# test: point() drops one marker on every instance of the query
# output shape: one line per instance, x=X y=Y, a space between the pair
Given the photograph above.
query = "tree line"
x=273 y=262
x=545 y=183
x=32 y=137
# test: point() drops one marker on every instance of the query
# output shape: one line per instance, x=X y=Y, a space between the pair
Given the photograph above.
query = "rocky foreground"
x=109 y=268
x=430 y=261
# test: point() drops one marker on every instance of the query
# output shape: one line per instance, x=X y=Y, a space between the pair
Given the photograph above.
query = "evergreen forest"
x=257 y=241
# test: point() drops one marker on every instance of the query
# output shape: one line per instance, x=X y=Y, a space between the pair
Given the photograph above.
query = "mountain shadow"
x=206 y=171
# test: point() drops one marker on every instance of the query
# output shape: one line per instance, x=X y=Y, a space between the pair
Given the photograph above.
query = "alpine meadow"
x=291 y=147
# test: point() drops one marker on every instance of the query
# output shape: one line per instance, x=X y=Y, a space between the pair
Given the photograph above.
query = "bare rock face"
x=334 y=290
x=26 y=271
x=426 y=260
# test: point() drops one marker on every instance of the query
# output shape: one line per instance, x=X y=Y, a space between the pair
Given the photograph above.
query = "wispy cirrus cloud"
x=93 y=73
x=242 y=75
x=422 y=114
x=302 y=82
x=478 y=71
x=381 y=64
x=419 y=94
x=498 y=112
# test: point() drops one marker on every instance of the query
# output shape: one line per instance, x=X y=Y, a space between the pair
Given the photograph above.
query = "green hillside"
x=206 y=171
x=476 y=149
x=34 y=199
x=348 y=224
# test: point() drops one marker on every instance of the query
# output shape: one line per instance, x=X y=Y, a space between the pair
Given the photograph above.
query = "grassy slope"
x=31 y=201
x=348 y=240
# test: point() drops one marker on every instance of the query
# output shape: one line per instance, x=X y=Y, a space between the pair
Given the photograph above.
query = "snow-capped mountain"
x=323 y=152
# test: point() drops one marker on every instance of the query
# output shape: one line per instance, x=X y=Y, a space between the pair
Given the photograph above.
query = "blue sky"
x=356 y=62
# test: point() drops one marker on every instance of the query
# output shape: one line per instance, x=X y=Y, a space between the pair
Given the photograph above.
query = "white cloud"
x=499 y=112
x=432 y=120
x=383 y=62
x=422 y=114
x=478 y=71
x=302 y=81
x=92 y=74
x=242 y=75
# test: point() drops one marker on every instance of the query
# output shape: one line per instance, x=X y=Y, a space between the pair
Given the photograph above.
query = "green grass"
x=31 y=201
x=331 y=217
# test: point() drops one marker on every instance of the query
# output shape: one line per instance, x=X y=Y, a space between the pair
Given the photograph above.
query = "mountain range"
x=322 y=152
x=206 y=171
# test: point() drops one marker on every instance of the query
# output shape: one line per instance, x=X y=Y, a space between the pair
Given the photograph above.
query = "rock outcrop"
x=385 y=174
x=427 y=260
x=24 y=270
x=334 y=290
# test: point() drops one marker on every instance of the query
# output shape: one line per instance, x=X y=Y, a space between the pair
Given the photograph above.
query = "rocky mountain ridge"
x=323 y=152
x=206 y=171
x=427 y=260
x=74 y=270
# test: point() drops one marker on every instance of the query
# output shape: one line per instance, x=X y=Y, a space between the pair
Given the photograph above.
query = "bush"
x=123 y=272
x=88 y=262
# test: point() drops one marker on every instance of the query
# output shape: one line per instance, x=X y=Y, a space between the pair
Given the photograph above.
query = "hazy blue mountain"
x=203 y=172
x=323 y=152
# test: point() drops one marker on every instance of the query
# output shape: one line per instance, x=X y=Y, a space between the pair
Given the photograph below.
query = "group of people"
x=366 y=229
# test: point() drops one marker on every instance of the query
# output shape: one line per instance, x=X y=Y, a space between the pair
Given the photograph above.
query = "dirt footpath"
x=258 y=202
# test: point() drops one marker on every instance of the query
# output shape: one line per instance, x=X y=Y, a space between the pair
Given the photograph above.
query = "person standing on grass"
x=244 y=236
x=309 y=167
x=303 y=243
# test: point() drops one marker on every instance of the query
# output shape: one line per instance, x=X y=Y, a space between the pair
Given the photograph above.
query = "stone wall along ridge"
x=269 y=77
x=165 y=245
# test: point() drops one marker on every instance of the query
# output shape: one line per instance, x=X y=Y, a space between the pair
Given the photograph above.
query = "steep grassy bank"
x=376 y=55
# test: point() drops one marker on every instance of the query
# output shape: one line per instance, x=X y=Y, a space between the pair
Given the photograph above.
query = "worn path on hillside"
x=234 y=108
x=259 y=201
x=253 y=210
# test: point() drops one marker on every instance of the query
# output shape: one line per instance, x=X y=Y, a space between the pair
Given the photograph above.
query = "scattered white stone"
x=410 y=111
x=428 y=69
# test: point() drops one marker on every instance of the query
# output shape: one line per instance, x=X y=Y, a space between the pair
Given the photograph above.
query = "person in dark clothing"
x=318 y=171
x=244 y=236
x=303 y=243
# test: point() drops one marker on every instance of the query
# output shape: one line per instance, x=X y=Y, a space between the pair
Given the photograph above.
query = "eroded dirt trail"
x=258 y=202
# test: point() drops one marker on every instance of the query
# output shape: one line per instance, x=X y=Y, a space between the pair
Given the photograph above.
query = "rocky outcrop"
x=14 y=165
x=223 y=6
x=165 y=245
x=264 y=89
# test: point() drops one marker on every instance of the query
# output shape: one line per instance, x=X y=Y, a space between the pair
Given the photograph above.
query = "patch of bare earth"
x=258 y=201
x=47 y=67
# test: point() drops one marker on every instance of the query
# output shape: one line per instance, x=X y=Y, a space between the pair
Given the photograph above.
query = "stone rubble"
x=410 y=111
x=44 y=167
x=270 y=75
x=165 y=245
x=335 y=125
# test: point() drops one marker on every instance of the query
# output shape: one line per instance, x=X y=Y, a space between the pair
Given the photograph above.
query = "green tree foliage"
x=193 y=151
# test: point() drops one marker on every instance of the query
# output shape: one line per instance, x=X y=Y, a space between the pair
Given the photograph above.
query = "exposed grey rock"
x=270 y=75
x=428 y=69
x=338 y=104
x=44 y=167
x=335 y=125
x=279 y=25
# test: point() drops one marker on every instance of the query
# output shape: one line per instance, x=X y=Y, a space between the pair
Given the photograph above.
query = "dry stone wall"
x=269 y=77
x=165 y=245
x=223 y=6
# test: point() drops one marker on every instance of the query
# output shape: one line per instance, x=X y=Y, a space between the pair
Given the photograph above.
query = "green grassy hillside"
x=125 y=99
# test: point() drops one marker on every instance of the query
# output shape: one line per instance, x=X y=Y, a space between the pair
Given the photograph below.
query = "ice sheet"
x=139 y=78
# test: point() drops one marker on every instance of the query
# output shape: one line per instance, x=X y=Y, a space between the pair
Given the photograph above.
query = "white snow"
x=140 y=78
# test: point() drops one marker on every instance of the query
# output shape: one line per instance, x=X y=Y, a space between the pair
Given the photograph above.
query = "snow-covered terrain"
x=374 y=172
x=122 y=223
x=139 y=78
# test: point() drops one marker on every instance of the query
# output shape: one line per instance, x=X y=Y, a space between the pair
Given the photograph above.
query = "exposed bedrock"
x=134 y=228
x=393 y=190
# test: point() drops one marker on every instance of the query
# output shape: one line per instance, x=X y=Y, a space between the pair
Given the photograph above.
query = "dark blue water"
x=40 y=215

※

→ **REQUIRED WORK**:
Return each line above exactly as it appears.

→ **RESULT OF THE EXERCISE**:
# test: point() drops one marker on every instance of the query
# output shape: one line per instance, x=X y=Y, a space between the pair
Given the photograph above.
query = "tree line"
x=273 y=262
x=545 y=183
x=32 y=137
# test: point() drops one marker on every instance of the query
# output shape: one line per instance, x=X y=Y, a space between the pair
Given the photograph above.
query = "rocky foreground"
x=109 y=268
x=430 y=261
# test: point() drops one marker on every instance of the query
# output shape: one line per instance, x=X y=Y, a space between the pair
Given the photograph above.
query = "evergreen forest"
x=257 y=241
# test: point() drops one marker on every instance of the query
# output shape: one line per instance, x=X y=Y, a space between the pair
Given the photograph above.
query = "mountain shadow"
x=206 y=171
# test: point() drops one marker on every instance of the query
# output shape: one line per instance, x=X y=Y, a space between the pair
Given the photograph above.
query = "alpine meadow"
x=291 y=147
# test: point() drops one marker on every instance of the query
# output shape: one line per instance, x=X y=Y, a space between the pair
Given the photograph above.
query = "bare rock face"
x=334 y=290
x=26 y=271
x=426 y=260
# test: point() drops one marker on every instance of the query
# output shape: one line per instance, x=X y=Y, a space between the pair
Given the photograph above.
query = "wispy cirrus cloud"
x=93 y=73
x=242 y=75
x=422 y=114
x=302 y=82
x=478 y=71
x=381 y=64
x=419 y=94
x=498 y=112
# test: point() drops one marker on every instance of the query
# output shape: one line per instance, x=X y=Y, a space between the pair
Given the photograph above.
query = "green hillside"
x=206 y=171
x=476 y=149
x=34 y=199
x=348 y=224
# test: point() drops one marker on every instance of the query
# output shape: one line per instance, x=X y=Y, a space between the pair
Given the photograph above.
query = "grassy slope"
x=31 y=201
x=348 y=240
# test: point() drops one marker on every instance of the query
# output shape: one line per instance, x=X y=Y, a space between the pair
Given the photograph above.
query = "snow-capped mountain"
x=323 y=152
# test: point() drops one marker on every instance of the query
# output shape: one line per instance, x=X y=Y, a space between the pair
Given the photograph above.
query = "blue sky"
x=356 y=62
# test: point() drops one marker on every instance of the query
# output shape: one line per instance, x=X y=Y, a space between the pair
Given the photograph above.
query = "white cloud"
x=499 y=112
x=432 y=120
x=383 y=62
x=422 y=114
x=478 y=71
x=302 y=81
x=92 y=74
x=242 y=75
# test: point() drops one marker on every instance of the query
# output shape: one line per instance, x=X y=Y, a space between the pair
Given the photograph above.
query = "green grass"
x=31 y=201
x=331 y=217
# test: point() drops one marker on every instance of the query
# output shape: one line per instance, x=X y=Y, a space between the pair
Given the photograph above.
query = "mountain range"
x=322 y=152
x=206 y=171
# test: point() drops one marker on every instance of the query
# output shape: one line per instance, x=X y=Y, a space between the pair
Given the photograph above.
query = "rock outcrop"
x=385 y=174
x=427 y=260
x=24 y=270
x=334 y=290
# test: point() drops one marker on every instance of the query
# output shape: one line per instance, x=X y=Y, a space between the pair
Given the photograph above.
query = "rocky mountain ridge"
x=323 y=152
x=206 y=171
x=427 y=260
x=74 y=270
# test: point() drops one marker on every instance of the query
# output shape: one line per instance, x=X y=Y, a space between the pair
Given the photograph above.
query = "bush"
x=123 y=272
x=88 y=262
# test: point() drops one marker on every instance of the query
# output shape: one line per instance, x=X y=Y, a space between the pair
Given the photograph above.
query = "hazy blue mountain"
x=203 y=172
x=323 y=152
# test: point() drops one marker on every instance of the query
# output shape: one line per instance, x=X y=Y, a space between the pair
Given the photograph below.
query = "group of people"
x=366 y=229
# test: point() drops one marker on every instance of the query
# output shape: one line per instance, x=X y=Y, a space between the pair
Given the photograph above.
query = "dirt footpath"
x=258 y=202
# test: point() drops one marker on every instance of the query
# output shape: one line per instance, x=X y=Y, a space between the pair
Given the photograph above.
query = "person standing on grass"
x=244 y=236
x=309 y=167
x=303 y=243
# test: point() drops one marker on every instance of the query
# output shape: one line per instance, x=X y=Y, a space between the pair
Given the photograph above.
query = "stone wall along ridge"
x=269 y=77
x=165 y=245
# test: point() drops one marker on every instance of the query
# output shape: one line per instance, x=X y=Y, a space between the pair
Given the photograph above.
query = "steep grassy bank"
x=376 y=55
# test: point() drops one marker on every instance of the query
# output shape: one line per instance, x=X y=Y, a space between the pair
Given the photograph above.
query = "worn path on hillside"
x=234 y=108
x=259 y=201
x=253 y=210
# test: point() drops one marker on every instance of the query
# output shape: one line per instance, x=X y=Y, a space between the pair
Given the photograph above.
query = "scattered white stone"
x=410 y=111
x=428 y=69
# test: point() drops one marker on every instance of the query
# output shape: one line per instance, x=X y=Y, a space between the pair
Given the photograph above.
query = "person in dark clothing"
x=318 y=171
x=244 y=236
x=303 y=243
# test: point() drops one marker on every instance of the query
# output shape: one line per instance, x=X y=Y, a space between the pair
Given the photograph above.
query = "eroded dirt trail"
x=258 y=202
# test: point() drops one marker on every instance of the query
# output shape: one line per instance, x=X y=Y, a space between the pair
Given the photograph above.
query = "rocky outcrop"
x=14 y=165
x=223 y=6
x=165 y=245
x=264 y=89
# test: point() drops one marker on every instance of the query
# output shape: one line per instance, x=X y=Y, a space between the pair
Given the photograph above.
query = "patch of bare earth"
x=258 y=201
x=47 y=67
# test: point() drops one marker on every instance of the query
# output shape: one line per instance, x=X y=Y, a space between the pair
Given the photograph above.
query = "stone rubble"
x=410 y=111
x=44 y=167
x=270 y=75
x=165 y=245
x=335 y=125
# test: point() drops one marker on every instance of the query
# output shape: one line per instance, x=X y=Y, a space between the pair
Given the photograph above.
query = "green tree foliage"
x=193 y=151
# test: point() drops one marker on every instance of the query
# output shape: one line per instance, x=X y=Y, a space between the pair
Given the photograph above.
query = "exposed grey rock"
x=270 y=75
x=428 y=69
x=338 y=104
x=44 y=167
x=335 y=125
x=279 y=25
# test: point() drops one marker on every instance of the query
# output shape: one line per instance, x=X y=Y, a space between the pair
Given the photograph above.
query = "dry stone wall"
x=269 y=77
x=165 y=245
x=223 y=6
# test: point() drops one marker on every instance of the query
# output shape: one line per instance, x=X y=Y, a space between the pair
Given the photograph above.
query = "green grassy hillside"
x=125 y=99
# test: point() drops one marker on every instance of the query
# output shape: one line per instance, x=X y=Y, a space between the pair
Given the photograph below.
query = "ice sheet"
x=139 y=78
# test: point() drops one marker on every instance of the query
# output shape: one line per instance, x=X y=Y, a space between the pair
Given the photograph above.
query = "white snow"
x=140 y=78
# test: point() drops one marker on every instance of the query
# output shape: one line per instance, x=X y=Y, a space between the pair
Given the photograph above.
query = "snow-covered terrain"
x=374 y=172
x=122 y=223
x=139 y=78
# test: point() drops one marker on every instance of the query
# output shape: one line per instance, x=X y=Y, a space between the pair
Given the photograph above.
query = "exposed bedrock"
x=134 y=228
x=393 y=190
# test: point() drops one marker on every instance of the query
# output shape: one line per instance, x=X y=Y, a space between the pair
Given the photograph above.
query = "dark blue water"
x=40 y=215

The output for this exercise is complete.